Copy every line of the data below, adjusting each vertex coordinate in the answer outlines by adding 79. Leave every other line unchanged, including the coordinates in the format sample.

> Recorded data:
+===+
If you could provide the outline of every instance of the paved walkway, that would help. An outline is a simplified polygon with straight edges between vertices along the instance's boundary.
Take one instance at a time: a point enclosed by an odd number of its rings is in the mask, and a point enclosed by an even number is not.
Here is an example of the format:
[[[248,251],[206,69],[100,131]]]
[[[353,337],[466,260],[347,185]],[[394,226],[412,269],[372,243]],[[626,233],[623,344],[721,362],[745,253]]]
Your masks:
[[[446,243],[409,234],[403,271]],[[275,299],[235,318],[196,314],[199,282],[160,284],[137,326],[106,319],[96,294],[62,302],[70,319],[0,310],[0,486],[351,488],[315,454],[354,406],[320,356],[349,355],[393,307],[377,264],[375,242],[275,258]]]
+===+
> Response:
If you could provide the outline of every instance of the paved walkway, that would help. An outline is a simplified polygon with straight edges between vertices along the instance's boundary.
Take one instance at a time: a point enclosed by an odd number of its rings is in the mask, and a point enclosed by an even number is not.
Here is an example of the format:
[[[248,251],[206,69],[100,131]]]
[[[353,337],[466,260],[347,185]],[[394,226],[412,269],[372,243]],[[626,233],[623,344],[721,362],[745,253]]]
Your masks:
[[[525,322],[488,313],[482,350]],[[354,378],[314,397],[275,393],[278,361],[239,363],[216,405],[185,398],[175,373],[141,381],[149,398],[79,389],[79,565],[430,567],[394,533],[433,485],[399,435],[428,434],[472,386],[456,343],[454,321],[354,337]]]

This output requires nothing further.